**AIM OF THE EXERCISE:**
From the line containing "Could you point out every instance of the trimmed" through the last line of the entries below, repeat each line word for word and leave out the rest.

━━ STORED RECORDS

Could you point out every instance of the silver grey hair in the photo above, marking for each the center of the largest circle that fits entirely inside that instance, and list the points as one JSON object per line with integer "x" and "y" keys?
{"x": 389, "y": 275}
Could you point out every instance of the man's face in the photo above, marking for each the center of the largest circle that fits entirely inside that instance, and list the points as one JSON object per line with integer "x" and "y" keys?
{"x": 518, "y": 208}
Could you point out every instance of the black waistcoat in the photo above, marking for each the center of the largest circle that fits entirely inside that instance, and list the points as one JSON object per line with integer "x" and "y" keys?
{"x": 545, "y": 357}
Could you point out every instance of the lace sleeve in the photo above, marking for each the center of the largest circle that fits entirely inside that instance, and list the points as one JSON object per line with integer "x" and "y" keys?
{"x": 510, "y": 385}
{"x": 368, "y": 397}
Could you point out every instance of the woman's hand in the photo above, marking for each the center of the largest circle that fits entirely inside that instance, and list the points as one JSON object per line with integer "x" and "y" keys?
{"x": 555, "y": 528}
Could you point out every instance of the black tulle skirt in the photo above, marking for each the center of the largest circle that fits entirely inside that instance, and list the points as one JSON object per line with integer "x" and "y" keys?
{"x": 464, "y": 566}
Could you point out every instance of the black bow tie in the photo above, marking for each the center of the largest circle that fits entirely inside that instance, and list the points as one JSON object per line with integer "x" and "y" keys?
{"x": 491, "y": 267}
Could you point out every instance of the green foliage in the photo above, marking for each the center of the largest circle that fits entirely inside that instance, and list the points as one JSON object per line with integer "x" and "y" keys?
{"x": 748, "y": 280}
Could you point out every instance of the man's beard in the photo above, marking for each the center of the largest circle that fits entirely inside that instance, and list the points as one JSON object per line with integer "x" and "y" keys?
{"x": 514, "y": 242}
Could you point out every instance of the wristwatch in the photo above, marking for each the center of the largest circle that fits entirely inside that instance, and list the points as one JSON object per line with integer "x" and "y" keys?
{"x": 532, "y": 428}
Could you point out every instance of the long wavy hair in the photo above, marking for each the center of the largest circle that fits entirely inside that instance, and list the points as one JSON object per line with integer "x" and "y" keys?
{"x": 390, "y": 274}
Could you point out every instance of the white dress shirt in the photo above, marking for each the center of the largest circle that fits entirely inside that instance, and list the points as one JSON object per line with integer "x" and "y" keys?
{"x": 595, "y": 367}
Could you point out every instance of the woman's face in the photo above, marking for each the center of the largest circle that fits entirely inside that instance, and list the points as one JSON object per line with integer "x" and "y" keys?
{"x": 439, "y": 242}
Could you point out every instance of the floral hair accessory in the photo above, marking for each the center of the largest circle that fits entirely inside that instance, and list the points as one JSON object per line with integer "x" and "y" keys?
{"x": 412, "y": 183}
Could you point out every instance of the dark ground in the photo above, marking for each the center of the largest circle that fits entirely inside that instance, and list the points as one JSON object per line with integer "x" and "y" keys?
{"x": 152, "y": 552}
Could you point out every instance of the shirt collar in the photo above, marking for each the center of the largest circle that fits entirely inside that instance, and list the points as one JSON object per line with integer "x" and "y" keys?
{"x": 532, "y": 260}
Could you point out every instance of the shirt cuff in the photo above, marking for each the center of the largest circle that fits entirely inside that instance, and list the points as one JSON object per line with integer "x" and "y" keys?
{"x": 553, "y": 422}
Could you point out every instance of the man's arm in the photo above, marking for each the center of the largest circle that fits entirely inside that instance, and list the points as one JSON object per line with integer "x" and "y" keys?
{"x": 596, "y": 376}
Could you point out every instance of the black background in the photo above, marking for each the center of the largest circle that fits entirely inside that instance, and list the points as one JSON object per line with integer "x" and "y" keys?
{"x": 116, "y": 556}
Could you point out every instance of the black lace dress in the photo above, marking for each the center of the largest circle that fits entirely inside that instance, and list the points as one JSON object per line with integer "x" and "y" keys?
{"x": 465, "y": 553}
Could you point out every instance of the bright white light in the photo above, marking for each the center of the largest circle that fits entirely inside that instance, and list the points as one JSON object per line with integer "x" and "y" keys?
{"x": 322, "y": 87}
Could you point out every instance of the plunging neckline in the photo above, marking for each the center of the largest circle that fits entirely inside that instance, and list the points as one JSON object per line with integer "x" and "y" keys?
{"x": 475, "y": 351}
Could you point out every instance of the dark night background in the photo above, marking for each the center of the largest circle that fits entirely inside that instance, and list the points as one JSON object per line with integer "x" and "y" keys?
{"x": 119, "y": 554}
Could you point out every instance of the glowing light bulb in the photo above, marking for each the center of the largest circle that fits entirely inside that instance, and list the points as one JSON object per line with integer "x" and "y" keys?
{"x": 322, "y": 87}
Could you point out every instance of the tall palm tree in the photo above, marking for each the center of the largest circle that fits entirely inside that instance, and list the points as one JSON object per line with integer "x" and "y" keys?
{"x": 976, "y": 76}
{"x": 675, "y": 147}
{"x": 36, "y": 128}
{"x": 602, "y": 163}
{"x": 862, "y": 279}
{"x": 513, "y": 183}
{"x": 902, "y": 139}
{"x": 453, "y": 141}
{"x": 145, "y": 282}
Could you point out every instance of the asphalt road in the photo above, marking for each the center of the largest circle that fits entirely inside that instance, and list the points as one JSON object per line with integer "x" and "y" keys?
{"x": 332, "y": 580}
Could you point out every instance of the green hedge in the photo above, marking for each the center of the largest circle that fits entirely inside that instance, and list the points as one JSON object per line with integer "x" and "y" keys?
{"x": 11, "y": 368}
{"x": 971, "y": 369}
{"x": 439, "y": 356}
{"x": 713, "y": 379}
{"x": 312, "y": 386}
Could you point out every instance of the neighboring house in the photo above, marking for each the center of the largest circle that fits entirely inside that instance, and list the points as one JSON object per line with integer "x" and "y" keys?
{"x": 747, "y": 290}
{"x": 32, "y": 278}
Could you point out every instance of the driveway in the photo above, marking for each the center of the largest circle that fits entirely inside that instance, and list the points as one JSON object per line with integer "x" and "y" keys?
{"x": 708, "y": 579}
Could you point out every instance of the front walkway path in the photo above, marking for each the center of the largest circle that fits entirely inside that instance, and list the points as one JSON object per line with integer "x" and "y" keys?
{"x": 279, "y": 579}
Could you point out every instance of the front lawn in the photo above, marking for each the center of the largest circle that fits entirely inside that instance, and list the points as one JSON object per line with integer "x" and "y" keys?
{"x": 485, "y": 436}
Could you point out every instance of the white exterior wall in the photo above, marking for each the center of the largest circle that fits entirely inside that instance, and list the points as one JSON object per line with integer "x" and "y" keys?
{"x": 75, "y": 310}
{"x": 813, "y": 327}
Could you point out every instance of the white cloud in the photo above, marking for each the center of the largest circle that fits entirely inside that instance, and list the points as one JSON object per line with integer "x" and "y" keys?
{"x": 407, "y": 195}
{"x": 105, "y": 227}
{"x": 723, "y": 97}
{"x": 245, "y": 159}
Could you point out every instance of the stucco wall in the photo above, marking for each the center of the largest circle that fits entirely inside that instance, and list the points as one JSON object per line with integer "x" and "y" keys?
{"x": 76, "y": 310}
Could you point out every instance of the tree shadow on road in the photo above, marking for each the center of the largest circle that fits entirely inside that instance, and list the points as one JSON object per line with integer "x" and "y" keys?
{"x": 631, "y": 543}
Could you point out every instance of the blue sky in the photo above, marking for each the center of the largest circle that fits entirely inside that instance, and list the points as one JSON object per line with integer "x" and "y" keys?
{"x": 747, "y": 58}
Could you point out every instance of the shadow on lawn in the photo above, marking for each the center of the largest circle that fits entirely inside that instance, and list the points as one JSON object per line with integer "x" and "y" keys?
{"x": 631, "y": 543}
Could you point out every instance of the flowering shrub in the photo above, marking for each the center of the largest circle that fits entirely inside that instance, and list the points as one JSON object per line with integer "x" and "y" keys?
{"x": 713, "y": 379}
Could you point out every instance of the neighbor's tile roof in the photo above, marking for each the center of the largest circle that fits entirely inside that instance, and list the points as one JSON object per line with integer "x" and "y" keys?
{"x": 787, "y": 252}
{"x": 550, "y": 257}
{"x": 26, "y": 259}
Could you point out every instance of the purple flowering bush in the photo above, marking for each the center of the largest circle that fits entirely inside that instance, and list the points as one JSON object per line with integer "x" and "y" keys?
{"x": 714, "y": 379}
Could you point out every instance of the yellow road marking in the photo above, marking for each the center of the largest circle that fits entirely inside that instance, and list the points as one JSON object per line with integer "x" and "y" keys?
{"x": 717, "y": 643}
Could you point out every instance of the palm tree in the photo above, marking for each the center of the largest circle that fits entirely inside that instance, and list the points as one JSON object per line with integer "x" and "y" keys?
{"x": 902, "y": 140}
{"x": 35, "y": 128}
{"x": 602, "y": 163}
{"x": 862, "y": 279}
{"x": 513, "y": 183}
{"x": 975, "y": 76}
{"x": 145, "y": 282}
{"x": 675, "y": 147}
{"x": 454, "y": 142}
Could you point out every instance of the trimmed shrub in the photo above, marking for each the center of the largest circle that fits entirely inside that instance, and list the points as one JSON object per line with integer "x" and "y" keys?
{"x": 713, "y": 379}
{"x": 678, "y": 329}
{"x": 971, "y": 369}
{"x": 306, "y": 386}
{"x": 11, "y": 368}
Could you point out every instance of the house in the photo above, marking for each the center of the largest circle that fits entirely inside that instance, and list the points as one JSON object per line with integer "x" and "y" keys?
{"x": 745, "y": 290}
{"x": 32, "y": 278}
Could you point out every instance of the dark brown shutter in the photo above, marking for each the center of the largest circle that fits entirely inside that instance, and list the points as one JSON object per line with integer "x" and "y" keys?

━━━━

**ANSWER IN FULL:**
Could you point out every instance of the trimmed shrub in the photo above, marking for each the center of the largest circle that fits entirely inside that instance, and list the points as one JSON object per line with integer "x" and "y" keys?
{"x": 713, "y": 379}
{"x": 678, "y": 329}
{"x": 971, "y": 369}
{"x": 306, "y": 386}
{"x": 11, "y": 368}
Could you point out every instance of the house in the photo above, marking for each the center of the largest circle that fits entirely inside that instance, and list the points as one JSON object per line with integer "x" and "y" keys?
{"x": 745, "y": 290}
{"x": 32, "y": 278}
Could you point out every instance of the dark brown shutter in the photo above, marking for each the center of the largest circle that fits entirely inside that instance, and list the points as one JSON object per line with integer "x" and "y" keys?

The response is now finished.